**** Texto do documento

Meses atrás o mundo foi pego desprevenido pela pandemia causada pelo novo coronavírus. Escolhi o termo “desprevenido” porque, a despeito da profunda surpresa que certamente todos sentimos ao nos depararmos com a abrupta mudança de realidade gerada pela Covid-19 e seus múltiplos efeitos, o fato é que, a nível global, uma situação dessa magnitude não era imprevisível. Pelo contrário, sinais que apontavam nessa direção estavam espalhados nas mais diversas redes e campos de conhecimento.
Apenas para dar alguns exemplos, é possível citar: inúmeros relatórios de profissionais da área de doenças infecciosas indicavam a emergência de um novo coronavírus a partir dos mercados de animais selvagens na China; estudiosos e observadores de futuro desde o começo do milênio já vinham inserindo em seus cenários uma pandemia com essas características; relatórios variados do World Economic Forum e, até mesmo painéis no encontro de Davos, apontavam o risco de pandemias, a falta de preparo do sistema de saúde global e os altos custos decorrentes. Em resumo, não se sabia o timing exato, mas há um bom tempo os sinais de uma catástrofe mundial de saúde estavam ali, cada vez mais fortes e aparentes.
“Como não vimos e ouvimos os sinais? Como evitar que sejamos pegos desprevenidos daqui para frente, diante de um mundo cada vez mais incerto e complexo?”. Essas são perguntas que começam a ser feitas, na medida que os investidores, profissionais do mercado financeiro, empreendedores e executivos reformulam suas premissas e estratégias de investimento considerando esse novo contexto no qual nos encontramos. Aos poucos, está ficando claro que, em um mundo com e pós-coronavírus, pelo menos duas novas lógicas precisarão ser incorporadas às decisões de investimentos.
A primeira lógica é a orientação ao futuro. O futuro é um campo aberto, não-linear, com alternativas diversas de cenários para diferentes horizontes de tempo. Até o momento, o ser humano não foi preparado e treinado para lidar com a complexidade e a incerteza inerentes a um mindset orientado ao futuro, tampouco adquiriu a capacidade de transcender às limitações da mente para imaginar o que o longo prazo pode vir a ser.

********

:: Instrução de trabalho 1 ::
No texto sobre a pandemia, qual é a primeira lógica que precisará entrar nas decisões de investimentos?
:: Instrução de trabalho 2 ::
Explique por que o texto sobre a pandemia usa a palavra "desprevenido" para dizer como o mundo foi pego.
:: Instrução de trabalho 3 ::
Reproduza do texto sobre a pandemia, sem alterar nada, o trecho que começa em "Apenas para dar" e segue até "fortes e aparentes.".

**** Dados para análise

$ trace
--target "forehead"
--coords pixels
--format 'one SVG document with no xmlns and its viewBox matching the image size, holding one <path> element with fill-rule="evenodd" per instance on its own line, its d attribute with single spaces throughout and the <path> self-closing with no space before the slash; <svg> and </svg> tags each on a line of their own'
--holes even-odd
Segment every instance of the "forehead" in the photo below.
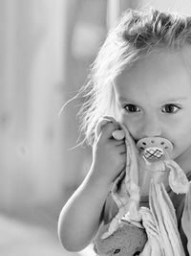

********

:: Resposta escrita 1 ::
A orientação ao futuro.

:: Resposta escrita 2 ::
Apesar da grande surpresa de todos com a mudança brusca trazida pela Covid-19, uma situação desse tamanho não era imprevisível em nível global. Pelo contrário, os sinais que apontavam nessa direção estavam espalhados nas mais diversas redes e campos de conhecimento.

:: Resposta escrita 3 ::
Apenas para dar alguns exemplos, é possível citar: inúmeros relatórios de profissionais da área de doenças infecciosas indicavam a emergência de um novo coronavírus a partir dos mercados de animais selvagens na China; estudiosos e observadores de futuro desde o começo do milênio já vinham inserindo em seus cenários uma pandemia com essas características; relatórios variados do World Economic Forum e, até mesmo painéis no encontro de Davos, apontavam o risco de pandemias, a falta de preparo do sistema de saúde global e os altos custos decorrentes. Em resumo, não se sabia o timing exato, mas há um bom tempo os sinais de uma catástrofe mundial de saúde estavam ali, cada vez mais fortes e aparentes.